_Work to be completed_
Repeat, please, exactly the lines from the one that has "Give one point for each instance of the bare" through the end of the records below, with pictures dropped.

_Data provided_
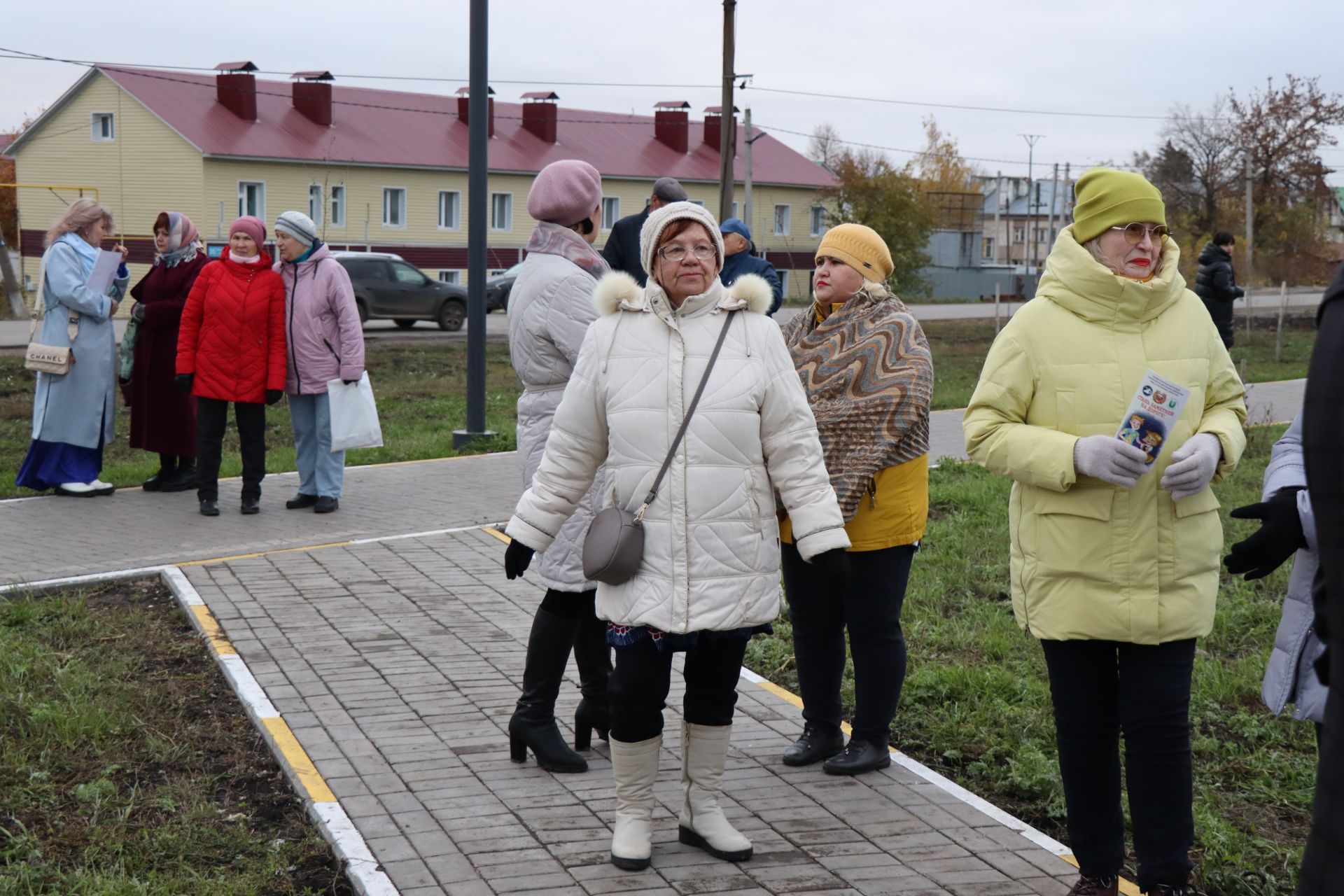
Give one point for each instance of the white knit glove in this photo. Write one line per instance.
(1193, 465)
(1108, 458)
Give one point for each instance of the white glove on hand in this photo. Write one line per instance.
(1193, 465)
(1108, 458)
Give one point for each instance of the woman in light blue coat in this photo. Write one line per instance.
(73, 413)
(1287, 528)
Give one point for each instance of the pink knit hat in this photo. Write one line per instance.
(565, 192)
(252, 226)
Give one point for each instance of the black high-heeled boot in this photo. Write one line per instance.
(533, 726)
(593, 657)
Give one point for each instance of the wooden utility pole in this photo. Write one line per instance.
(727, 140)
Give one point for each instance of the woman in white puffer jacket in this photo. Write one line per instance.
(710, 573)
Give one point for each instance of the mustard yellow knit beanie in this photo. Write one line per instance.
(1108, 198)
(860, 248)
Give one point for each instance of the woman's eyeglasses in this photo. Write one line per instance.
(1135, 232)
(675, 253)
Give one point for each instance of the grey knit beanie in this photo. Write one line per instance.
(299, 226)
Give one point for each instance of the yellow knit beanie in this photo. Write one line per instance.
(860, 248)
(1108, 198)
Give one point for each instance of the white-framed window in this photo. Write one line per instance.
(610, 211)
(449, 210)
(315, 203)
(818, 220)
(102, 127)
(394, 207)
(252, 198)
(502, 211)
(337, 206)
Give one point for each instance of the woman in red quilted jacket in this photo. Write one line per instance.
(232, 348)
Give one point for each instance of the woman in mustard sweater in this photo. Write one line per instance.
(869, 375)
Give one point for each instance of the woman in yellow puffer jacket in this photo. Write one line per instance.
(1114, 562)
(867, 371)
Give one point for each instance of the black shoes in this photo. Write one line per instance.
(858, 758)
(813, 746)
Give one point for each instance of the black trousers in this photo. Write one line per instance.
(1102, 690)
(638, 687)
(870, 609)
(211, 418)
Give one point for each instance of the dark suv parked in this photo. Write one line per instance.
(388, 288)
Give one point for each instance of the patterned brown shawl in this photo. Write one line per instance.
(869, 377)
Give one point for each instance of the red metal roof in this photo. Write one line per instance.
(410, 130)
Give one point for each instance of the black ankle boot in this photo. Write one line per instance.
(533, 726)
(594, 662)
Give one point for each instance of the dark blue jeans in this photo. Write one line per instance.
(1102, 690)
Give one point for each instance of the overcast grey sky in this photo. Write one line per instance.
(1117, 58)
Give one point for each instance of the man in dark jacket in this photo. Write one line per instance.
(738, 260)
(1217, 284)
(622, 248)
(1323, 447)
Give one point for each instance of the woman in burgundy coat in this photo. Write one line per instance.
(162, 418)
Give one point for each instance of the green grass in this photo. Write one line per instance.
(127, 764)
(960, 348)
(976, 700)
(421, 399)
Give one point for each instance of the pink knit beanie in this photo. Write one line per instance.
(251, 226)
(565, 192)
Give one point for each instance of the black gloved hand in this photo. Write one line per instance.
(835, 566)
(1278, 538)
(518, 556)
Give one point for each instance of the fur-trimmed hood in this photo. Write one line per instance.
(619, 292)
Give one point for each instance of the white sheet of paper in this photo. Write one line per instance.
(104, 272)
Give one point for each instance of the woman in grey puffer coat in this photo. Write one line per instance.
(1288, 527)
(549, 312)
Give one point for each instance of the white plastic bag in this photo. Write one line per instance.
(354, 415)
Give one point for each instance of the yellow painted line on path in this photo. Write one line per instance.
(299, 761)
(214, 634)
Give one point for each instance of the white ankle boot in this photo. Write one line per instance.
(705, 748)
(635, 766)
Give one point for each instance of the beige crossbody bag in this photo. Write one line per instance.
(49, 359)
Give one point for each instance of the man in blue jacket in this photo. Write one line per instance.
(737, 246)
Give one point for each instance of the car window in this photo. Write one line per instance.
(407, 274)
(366, 269)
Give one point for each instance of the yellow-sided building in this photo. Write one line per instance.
(377, 169)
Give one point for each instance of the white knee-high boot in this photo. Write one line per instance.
(635, 766)
(705, 750)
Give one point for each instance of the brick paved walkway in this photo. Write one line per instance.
(397, 665)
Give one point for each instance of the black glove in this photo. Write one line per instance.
(518, 556)
(835, 566)
(1278, 538)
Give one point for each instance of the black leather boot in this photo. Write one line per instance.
(594, 662)
(533, 726)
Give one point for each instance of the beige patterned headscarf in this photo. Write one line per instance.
(869, 377)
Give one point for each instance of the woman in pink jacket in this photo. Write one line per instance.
(326, 342)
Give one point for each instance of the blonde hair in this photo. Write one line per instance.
(77, 219)
(1094, 248)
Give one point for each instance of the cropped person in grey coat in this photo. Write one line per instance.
(1288, 528)
(549, 314)
(73, 413)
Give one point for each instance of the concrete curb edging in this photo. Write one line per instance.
(365, 872)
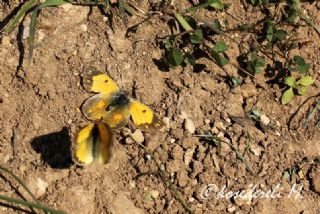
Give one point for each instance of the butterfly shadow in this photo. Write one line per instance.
(55, 148)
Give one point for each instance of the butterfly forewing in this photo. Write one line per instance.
(143, 117)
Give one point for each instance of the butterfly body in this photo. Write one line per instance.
(113, 106)
(94, 143)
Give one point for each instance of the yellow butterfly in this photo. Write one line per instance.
(113, 106)
(93, 142)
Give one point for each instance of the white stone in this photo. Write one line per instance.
(264, 119)
(189, 126)
(137, 136)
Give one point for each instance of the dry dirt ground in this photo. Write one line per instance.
(40, 113)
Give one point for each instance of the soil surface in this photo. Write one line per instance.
(40, 114)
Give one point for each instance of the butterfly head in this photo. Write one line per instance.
(120, 99)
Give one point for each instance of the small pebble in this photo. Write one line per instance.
(5, 41)
(191, 199)
(188, 156)
(154, 194)
(166, 121)
(264, 119)
(189, 126)
(231, 209)
(137, 136)
(221, 126)
(84, 27)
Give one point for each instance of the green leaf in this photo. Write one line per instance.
(299, 60)
(219, 58)
(196, 38)
(189, 59)
(260, 62)
(183, 22)
(302, 65)
(21, 13)
(280, 35)
(175, 57)
(302, 90)
(168, 43)
(305, 81)
(290, 81)
(220, 47)
(216, 4)
(303, 68)
(287, 96)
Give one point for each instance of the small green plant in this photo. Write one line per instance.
(255, 63)
(218, 53)
(298, 64)
(295, 87)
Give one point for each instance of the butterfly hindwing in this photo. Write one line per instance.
(117, 117)
(143, 116)
(94, 143)
(94, 80)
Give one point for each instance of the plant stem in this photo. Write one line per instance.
(30, 204)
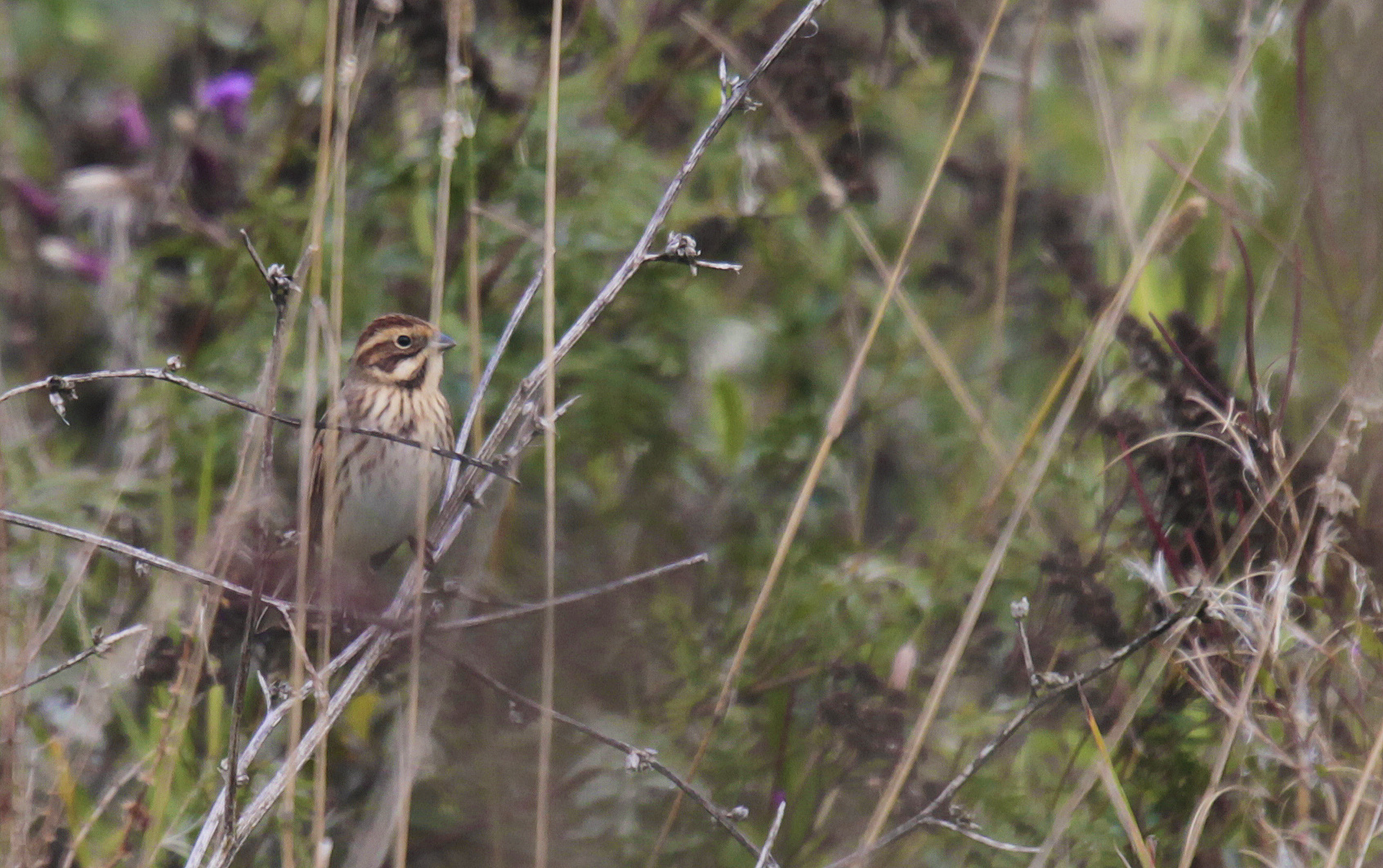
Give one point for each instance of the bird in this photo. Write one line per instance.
(393, 384)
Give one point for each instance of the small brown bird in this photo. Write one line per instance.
(392, 386)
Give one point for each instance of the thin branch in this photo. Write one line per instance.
(768, 842)
(137, 554)
(637, 257)
(511, 436)
(527, 608)
(483, 384)
(100, 646)
(929, 814)
(638, 758)
(61, 386)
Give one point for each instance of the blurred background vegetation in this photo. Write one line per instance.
(139, 137)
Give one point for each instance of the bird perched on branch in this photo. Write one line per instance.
(393, 387)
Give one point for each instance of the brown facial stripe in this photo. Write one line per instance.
(390, 321)
(414, 382)
(386, 356)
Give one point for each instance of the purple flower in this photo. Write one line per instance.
(64, 255)
(133, 123)
(39, 204)
(227, 94)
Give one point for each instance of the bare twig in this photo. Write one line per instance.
(511, 436)
(527, 608)
(98, 646)
(929, 816)
(137, 554)
(483, 384)
(62, 387)
(772, 836)
(639, 758)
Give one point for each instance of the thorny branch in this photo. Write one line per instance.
(507, 441)
(933, 813)
(98, 646)
(638, 759)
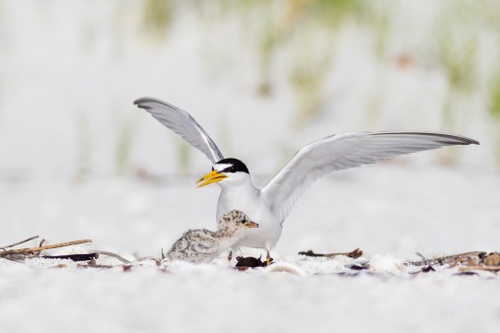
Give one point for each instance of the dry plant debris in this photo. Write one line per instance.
(468, 263)
(356, 253)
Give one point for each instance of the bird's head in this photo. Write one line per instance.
(228, 170)
(235, 223)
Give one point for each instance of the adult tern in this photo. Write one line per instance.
(271, 205)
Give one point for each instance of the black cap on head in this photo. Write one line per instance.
(235, 165)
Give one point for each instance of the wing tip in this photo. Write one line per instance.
(447, 139)
(141, 101)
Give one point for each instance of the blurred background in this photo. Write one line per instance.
(264, 78)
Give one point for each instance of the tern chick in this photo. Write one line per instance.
(203, 245)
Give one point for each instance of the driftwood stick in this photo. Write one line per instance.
(446, 259)
(31, 250)
(74, 257)
(18, 243)
(356, 253)
(114, 255)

_Written solution_
Give one point for each instance of the bare twig in this photo. Write one line per instance.
(511, 436)
(527, 608)
(98, 646)
(929, 816)
(137, 554)
(483, 384)
(62, 387)
(772, 836)
(639, 758)
Give one point for each instance of the thorny branch in this photo. Write one line per instance.
(507, 441)
(933, 813)
(98, 646)
(638, 759)
Give one point for each instance of the dry plant debris in this photo. Write one line per instance.
(468, 263)
(356, 253)
Give one point for each instance of the bird's head in this photo. Write one line per instance.
(228, 170)
(235, 223)
Give one point for each instance of the adult tern in this photo. Write one line per instance.
(271, 205)
Give one point for each instance of the black cap on head in this photo. Write one line per instance.
(235, 165)
Give one point for each instance of the wing tip in this photo. Write one line per instance.
(447, 139)
(141, 101)
Give one point for each instance of the blurred background in this photo. Write one line per instance.
(264, 78)
Give one point for each instance of the tern chick in this photo. Write one line per instance.
(203, 245)
Give one point for each instance of the driftwood stick in this photo. Write one line per instance.
(446, 259)
(31, 250)
(74, 257)
(18, 243)
(356, 253)
(114, 255)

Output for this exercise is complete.